Dataset excerpt

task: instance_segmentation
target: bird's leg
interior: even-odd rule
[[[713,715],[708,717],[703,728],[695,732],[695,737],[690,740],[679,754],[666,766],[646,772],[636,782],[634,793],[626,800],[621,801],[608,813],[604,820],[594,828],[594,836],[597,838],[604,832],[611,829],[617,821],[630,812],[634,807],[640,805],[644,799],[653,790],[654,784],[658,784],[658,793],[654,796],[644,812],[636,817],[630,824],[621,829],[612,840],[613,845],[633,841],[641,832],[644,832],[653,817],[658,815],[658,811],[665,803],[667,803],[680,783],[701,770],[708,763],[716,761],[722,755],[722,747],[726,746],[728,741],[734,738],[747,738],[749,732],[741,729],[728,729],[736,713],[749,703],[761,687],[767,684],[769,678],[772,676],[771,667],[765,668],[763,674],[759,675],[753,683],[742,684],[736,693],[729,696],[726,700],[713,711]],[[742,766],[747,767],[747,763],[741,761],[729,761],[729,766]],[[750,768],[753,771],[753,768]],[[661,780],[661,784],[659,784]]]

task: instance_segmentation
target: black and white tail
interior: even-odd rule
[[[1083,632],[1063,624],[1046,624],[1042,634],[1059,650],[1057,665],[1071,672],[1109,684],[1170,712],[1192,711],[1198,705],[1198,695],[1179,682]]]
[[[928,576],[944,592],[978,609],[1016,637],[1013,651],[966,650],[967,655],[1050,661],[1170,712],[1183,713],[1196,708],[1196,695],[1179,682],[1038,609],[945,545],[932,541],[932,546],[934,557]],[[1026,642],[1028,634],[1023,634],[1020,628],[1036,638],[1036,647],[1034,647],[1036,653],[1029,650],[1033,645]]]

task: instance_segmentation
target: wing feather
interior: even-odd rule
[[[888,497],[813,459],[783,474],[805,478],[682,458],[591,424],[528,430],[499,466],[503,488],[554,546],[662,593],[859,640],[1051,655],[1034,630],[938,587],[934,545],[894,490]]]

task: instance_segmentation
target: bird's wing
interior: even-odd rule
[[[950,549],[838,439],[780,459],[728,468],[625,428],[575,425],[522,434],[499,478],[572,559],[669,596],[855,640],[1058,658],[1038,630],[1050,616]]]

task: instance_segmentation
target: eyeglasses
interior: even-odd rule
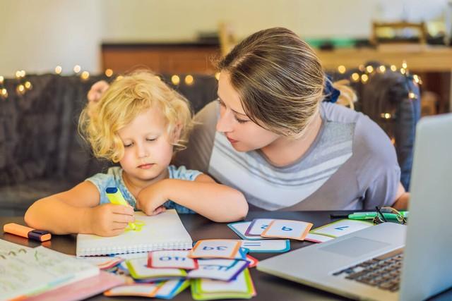
[[[375,209],[376,209],[376,215],[374,218],[374,223],[376,225],[377,223],[381,223],[388,221],[388,219],[385,217],[385,215],[383,214],[391,214],[391,217],[392,218],[393,216],[394,219],[396,219],[399,223],[402,223],[403,225],[407,223],[407,220],[403,216],[403,214],[402,214],[397,209],[393,207],[379,207],[376,206]],[[388,214],[386,214],[386,216],[388,215]]]

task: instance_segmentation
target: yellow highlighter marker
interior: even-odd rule
[[[105,192],[107,194],[107,197],[108,197],[108,200],[110,201],[110,203],[117,205],[129,206],[129,203],[124,199],[124,197],[122,196],[122,193],[121,193],[121,191],[116,187],[107,188],[105,190]],[[136,226],[134,223],[129,223],[129,226],[132,230],[135,230],[136,228]]]

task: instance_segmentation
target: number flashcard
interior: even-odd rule
[[[186,270],[197,269],[197,261],[189,258],[189,252],[176,250],[150,252],[148,254],[148,267],[184,269]]]
[[[312,223],[306,221],[275,219],[270,223],[261,235],[264,238],[304,240],[311,228],[312,228]]]
[[[235,258],[240,242],[236,240],[201,240],[189,254],[190,258]],[[242,256],[241,256],[242,257]]]

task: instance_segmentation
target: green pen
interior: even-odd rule
[[[408,217],[408,211],[400,211],[404,218]],[[397,219],[397,214],[393,213],[383,213],[383,216],[389,219]],[[348,215],[350,219],[373,219],[376,216],[376,212],[355,212]]]

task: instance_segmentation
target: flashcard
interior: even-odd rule
[[[321,235],[320,234],[314,234],[311,233],[309,233],[308,235],[304,238],[304,240],[310,241],[312,242],[325,242],[333,239],[333,238],[330,236]]]
[[[179,250],[150,252],[148,253],[148,267],[155,269],[176,268],[187,270],[197,269],[196,259],[189,258],[189,252]]]
[[[199,259],[199,267],[189,271],[187,278],[203,278],[230,281],[248,266],[246,260]]]
[[[191,293],[196,300],[250,298],[256,295],[256,290],[249,271],[245,269],[231,281],[196,279],[191,286]]]
[[[130,274],[135,279],[153,279],[154,281],[169,279],[186,276],[182,269],[153,269],[148,267],[146,257],[136,258],[126,261]]]
[[[108,297],[139,296],[152,297],[155,295],[155,292],[157,290],[158,284],[156,283],[130,284],[111,288],[104,292],[104,295]]]
[[[262,232],[261,236],[304,240],[311,227],[312,223],[306,221],[275,219]]]
[[[249,250],[249,252],[280,253],[290,250],[289,240],[240,240],[242,247]]]
[[[267,228],[273,219],[256,219],[245,231],[246,236],[261,236],[262,232]]]
[[[155,293],[155,297],[162,299],[172,299],[189,286],[190,286],[190,281],[187,279],[168,280],[157,288]]]
[[[193,247],[189,257],[230,259],[234,258],[239,252],[239,248],[240,242],[235,240],[201,240]]]
[[[335,238],[372,226],[374,224],[368,221],[356,219],[341,219],[316,228],[311,231],[311,233]]]
[[[259,262],[256,258],[253,257],[251,255],[246,255],[246,261],[249,262],[248,265],[249,268],[254,268],[257,265],[257,263]]]
[[[266,239],[261,236],[249,236],[245,235],[245,232],[251,225],[251,221],[239,221],[237,223],[230,223],[227,224],[227,226],[233,231],[235,234],[239,235],[242,240],[256,240]]]

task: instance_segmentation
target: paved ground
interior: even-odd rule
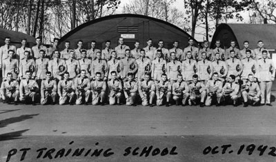
[[[109,157],[101,154],[97,159],[90,154],[88,159],[70,154],[53,157],[51,161],[275,161],[273,154],[268,155],[269,148],[276,146],[276,104],[273,104],[248,108],[241,105],[150,108],[0,104],[0,161],[6,161],[12,148],[18,152],[10,161],[19,161],[22,153],[19,150],[23,148],[31,148],[23,161],[49,161],[48,156],[37,159],[36,150],[44,147],[56,149],[53,157],[62,148],[66,151],[83,148],[83,154],[95,147],[103,148],[103,152],[108,148],[115,152]],[[72,141],[74,143],[69,145]],[[243,143],[247,154],[243,152],[238,155],[237,150]],[[248,155],[246,148],[252,143],[257,148]],[[233,153],[221,154],[224,144],[232,144]],[[268,146],[262,156],[257,150],[260,145]],[[152,150],[175,146],[178,154],[139,157],[144,147],[150,146]],[[203,150],[208,146],[219,146],[219,153],[204,155]],[[124,156],[128,147],[132,147],[131,151],[139,147],[139,154]]]

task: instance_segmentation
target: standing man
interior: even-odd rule
[[[166,73],[167,62],[162,58],[162,51],[157,49],[157,57],[152,61],[151,77],[157,80],[161,80],[161,75]]]
[[[92,104],[104,105],[106,93],[106,82],[101,79],[101,73],[96,72],[95,80],[91,82]]]
[[[90,95],[91,83],[89,78],[86,76],[86,70],[81,70],[81,76],[76,78],[75,87],[76,87],[77,95],[76,104],[81,104],[83,103],[83,98],[85,98],[84,104],[88,105],[89,96]]]
[[[156,84],[156,105],[161,106],[163,100],[166,98],[166,106],[169,106],[172,95],[172,86],[167,79],[167,75],[163,73],[161,80]]]
[[[47,47],[42,45],[41,38],[37,37],[35,38],[35,42],[37,45],[32,47],[32,54],[34,54],[34,59],[39,58],[39,51],[41,49],[44,50],[45,54],[48,54]]]
[[[152,101],[155,95],[155,82],[150,80],[150,73],[146,73],[144,80],[140,81],[138,85],[139,94],[142,100],[142,105],[152,107]]]
[[[197,74],[193,76],[193,82],[188,86],[190,89],[189,105],[196,105],[197,100],[200,100],[200,107],[204,107],[206,90],[204,84],[199,82]]]
[[[124,93],[126,99],[126,105],[136,106],[136,97],[138,91],[138,83],[134,80],[132,73],[128,73],[128,80],[124,83]]]
[[[63,105],[69,102],[70,105],[74,104],[75,87],[74,82],[69,80],[69,73],[64,73],[64,79],[59,81],[57,85],[57,93],[59,96],[59,104]]]
[[[73,79],[76,78],[76,76],[79,74],[79,61],[75,59],[75,52],[73,51],[71,51],[70,52],[69,59],[65,61],[66,70],[69,73],[70,78]]]
[[[56,104],[57,100],[57,82],[55,80],[52,80],[52,73],[50,71],[47,71],[46,74],[46,79],[43,79],[41,82],[41,99],[40,103],[42,105],[45,105],[51,102],[52,105]]]
[[[141,79],[144,78],[144,75],[146,71],[146,67],[150,67],[150,59],[146,57],[146,52],[144,49],[141,49],[140,51],[141,57],[136,60],[136,63],[138,66],[138,71],[137,73],[137,78],[138,81],[140,81]],[[151,68],[149,68],[148,73],[150,73]]]
[[[70,58],[70,51],[72,49],[70,49],[70,42],[65,41],[65,49],[61,51],[61,58],[66,60]]]
[[[183,58],[182,60],[186,59],[186,56],[188,52],[190,52],[192,54],[192,57],[195,60],[198,60],[198,52],[199,52],[199,49],[194,45],[194,40],[192,38],[188,38],[188,42],[189,45],[186,47],[184,50],[184,55],[183,55]]]
[[[193,59],[191,51],[187,51],[186,54],[187,59],[182,62],[181,74],[184,81],[189,84],[189,82],[193,80],[193,76],[196,73],[197,63]]]
[[[230,53],[231,51],[234,51],[235,52],[235,57],[241,60],[241,55],[239,51],[239,49],[236,47],[236,43],[234,40],[230,41],[230,46],[229,48],[226,49],[225,51],[225,59],[228,59],[230,58]]]
[[[17,105],[19,97],[19,84],[17,81],[12,79],[12,73],[7,73],[7,80],[2,82],[0,89],[2,100],[8,104],[14,100]]]
[[[91,64],[90,79],[95,80],[97,73],[100,73],[101,79],[106,81],[108,79],[108,66],[106,61],[101,58],[102,58],[101,52],[97,52],[96,60],[93,60]]]
[[[213,101],[216,101],[216,106],[219,106],[222,97],[223,82],[219,80],[219,73],[215,72],[213,74],[213,79],[209,80],[206,84],[207,98],[205,106],[211,106]]]
[[[136,40],[135,44],[134,44],[134,46],[135,47],[132,50],[131,50],[130,54],[131,54],[131,57],[135,58],[135,60],[138,59],[140,58],[140,42]]]
[[[248,74],[248,82],[246,83],[245,91],[241,92],[244,98],[244,107],[248,106],[248,104],[255,106],[259,101],[259,95],[261,90],[259,84],[254,82],[254,76],[253,74]],[[248,101],[249,100],[249,101]]]
[[[109,93],[109,104],[114,105],[116,103],[120,105],[120,98],[121,96],[121,91],[123,90],[121,80],[117,79],[115,71],[111,71],[111,80],[108,81]]]
[[[27,39],[23,38],[21,40],[21,47],[17,49],[17,59],[19,60],[21,60],[24,58],[24,51],[28,51],[30,53],[32,52],[32,49],[26,47],[27,45]]]
[[[175,52],[176,60],[177,60],[179,61],[181,61],[182,58],[183,58],[183,50],[182,50],[182,49],[180,49],[179,47],[179,42],[178,40],[174,40],[173,41],[173,47],[172,49],[170,49],[168,52],[170,55],[170,58],[172,56],[171,56],[172,52]]]
[[[154,55],[156,48],[152,46],[152,40],[151,38],[148,39],[147,45],[148,45],[143,49],[145,50],[146,57],[148,58],[152,61],[154,59]]]
[[[261,88],[261,106],[266,103],[268,106],[270,104],[270,95],[272,82],[275,80],[275,68],[273,60],[268,57],[268,51],[262,51],[263,57],[257,61],[257,76],[260,82]],[[265,98],[266,100],[265,102]]]
[[[138,69],[135,59],[130,57],[130,50],[128,49],[126,49],[126,58],[120,60],[123,65],[121,73],[121,78],[123,80],[127,78],[128,73],[135,74]]]
[[[199,76],[199,80],[206,84],[207,81],[212,78],[212,63],[210,61],[207,60],[207,56],[205,51],[202,51],[201,58],[202,60],[197,62],[197,74]]]
[[[98,51],[101,54],[101,51]],[[86,73],[86,76],[90,76],[90,71],[91,71],[91,63],[92,61],[90,59],[86,57],[86,51],[82,50],[81,51],[81,59],[79,60],[79,65],[80,70],[85,70]]]
[[[106,41],[106,47],[101,50],[101,59],[106,60],[106,62],[111,59],[111,51],[114,49],[111,48],[111,41]]]
[[[168,80],[172,84],[177,80],[178,74],[181,73],[182,65],[180,61],[177,60],[175,53],[172,51],[170,53],[170,62],[167,64],[167,73]]]
[[[123,37],[120,37],[119,38],[119,45],[115,47],[115,51],[118,55],[118,59],[123,59],[125,58],[125,51],[126,49],[130,49],[130,47],[124,44],[124,38]]]
[[[19,63],[17,59],[13,58],[14,51],[10,49],[8,51],[8,58],[3,60],[2,77],[5,80],[8,73],[12,75],[13,79],[17,80],[19,74]]]
[[[234,75],[230,75],[228,78],[228,82],[226,82],[222,88],[222,95],[224,97],[224,104],[226,105],[226,102],[228,100],[233,101],[234,106],[237,106],[237,94],[239,93],[239,85],[235,82],[235,77]]]
[[[2,67],[3,60],[6,59],[8,56],[8,51],[12,50],[14,52],[17,51],[17,48],[14,45],[10,45],[10,38],[6,37],[5,38],[5,45],[0,47],[0,67]]]
[[[87,57],[92,60],[94,60],[96,58],[97,52],[101,52],[101,50],[96,48],[96,41],[91,41],[91,48],[87,50]]]
[[[250,48],[249,48],[249,42],[248,40],[245,40],[244,42],[244,49],[240,50],[239,52],[241,53],[241,58],[240,58],[241,60],[246,58],[246,51],[249,50],[250,51],[251,58],[253,58],[254,56],[255,56],[255,51],[253,49],[251,49]]]
[[[177,82],[172,84],[172,99],[177,106],[179,105],[180,100],[182,100],[182,106],[186,105],[187,99],[190,96],[190,89],[186,82],[183,80],[181,74],[177,75]]]
[[[63,78],[63,73],[66,71],[65,61],[59,58],[59,51],[54,51],[54,58],[49,61],[48,71],[51,72],[52,77],[59,82]]]
[[[31,80],[31,72],[26,71],[26,79],[21,80],[19,86],[20,101],[26,101],[30,98],[32,105],[35,105],[34,99],[39,91],[39,85],[34,80]]]

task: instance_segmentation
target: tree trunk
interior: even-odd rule
[[[35,34],[37,33],[37,21],[39,21],[39,7],[40,7],[40,0],[37,1],[37,12],[35,14],[35,19],[34,23],[34,30],[32,31],[32,36],[35,37]]]

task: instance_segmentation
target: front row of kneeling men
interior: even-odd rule
[[[150,74],[146,73],[144,79],[139,82],[134,79],[132,73],[128,73],[128,78],[123,83],[117,78],[117,72],[111,72],[111,79],[107,82],[101,80],[101,73],[96,73],[95,80],[90,82],[86,76],[85,70],[81,71],[80,76],[74,80],[69,79],[69,73],[64,73],[64,79],[57,84],[56,80],[51,79],[52,74],[46,72],[46,78],[41,82],[41,87],[34,80],[31,80],[31,72],[26,72],[26,79],[21,80],[20,84],[12,79],[12,73],[7,75],[6,80],[3,81],[1,87],[2,100],[8,104],[12,101],[17,104],[19,100],[21,102],[30,101],[35,105],[36,96],[40,91],[41,104],[55,104],[57,97],[59,97],[59,104],[70,104],[87,105],[92,95],[93,105],[104,105],[107,95],[109,95],[109,104],[111,105],[121,104],[123,93],[126,98],[126,105],[136,106],[137,95],[141,100],[143,106],[152,106],[153,101],[156,97],[156,105],[166,104],[166,106],[171,103],[171,97],[175,101],[176,105],[185,106],[196,105],[200,106],[215,104],[225,104],[226,101],[232,100],[235,106],[237,106],[237,99],[242,96],[244,105],[248,104],[256,105],[259,101],[261,91],[259,84],[254,82],[252,74],[248,75],[248,82],[239,88],[237,84],[235,76],[230,75],[228,82],[223,85],[219,80],[219,74],[214,73],[212,80],[204,84],[199,82],[198,76],[193,76],[193,81],[189,82],[183,80],[181,74],[177,75],[177,80],[169,82],[167,76],[161,75],[161,80],[155,82],[150,80]],[[124,84],[124,85],[123,85]],[[107,85],[108,84],[108,85]]]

Task to complete
Show each line of the material that contains the string "flashcard". Treat uppercase and lowercase letters as different.

Problem solution
target: number flashcard
target: flashcard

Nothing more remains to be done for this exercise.